Treść zadania -
Odszukaj w poniższych rekordach każdy wiersz zawierający słowo „calf” i przepisz te wiersze.

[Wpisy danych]

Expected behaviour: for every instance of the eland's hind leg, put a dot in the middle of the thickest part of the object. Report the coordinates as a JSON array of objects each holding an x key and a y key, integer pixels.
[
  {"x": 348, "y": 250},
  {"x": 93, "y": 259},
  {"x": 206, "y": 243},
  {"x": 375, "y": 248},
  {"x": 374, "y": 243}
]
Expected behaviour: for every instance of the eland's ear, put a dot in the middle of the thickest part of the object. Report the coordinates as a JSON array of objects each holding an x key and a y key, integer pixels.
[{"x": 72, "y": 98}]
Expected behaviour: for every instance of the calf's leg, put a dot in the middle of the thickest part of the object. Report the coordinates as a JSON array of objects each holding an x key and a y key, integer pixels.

==

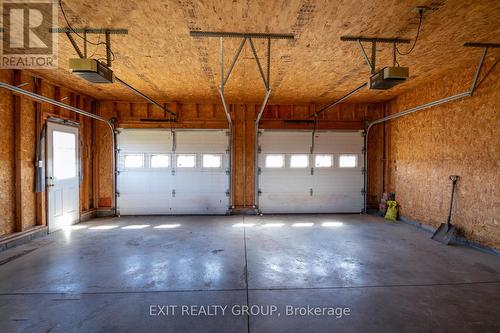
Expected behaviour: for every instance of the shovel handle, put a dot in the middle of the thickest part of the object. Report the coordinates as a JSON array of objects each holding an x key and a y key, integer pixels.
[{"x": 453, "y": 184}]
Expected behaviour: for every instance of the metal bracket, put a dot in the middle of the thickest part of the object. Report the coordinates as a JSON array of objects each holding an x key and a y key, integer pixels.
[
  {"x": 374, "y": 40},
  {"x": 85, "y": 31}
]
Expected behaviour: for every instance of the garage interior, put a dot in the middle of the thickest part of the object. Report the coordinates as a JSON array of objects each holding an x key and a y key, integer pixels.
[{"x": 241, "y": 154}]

Pełna odpowiedź -
Expected behaviour: for every instance of the calf's leg, put a dot in the middle of the thickest part of the object. Report the coordinates as a JSON array of objects each holding an x key and a y key, integer pixels.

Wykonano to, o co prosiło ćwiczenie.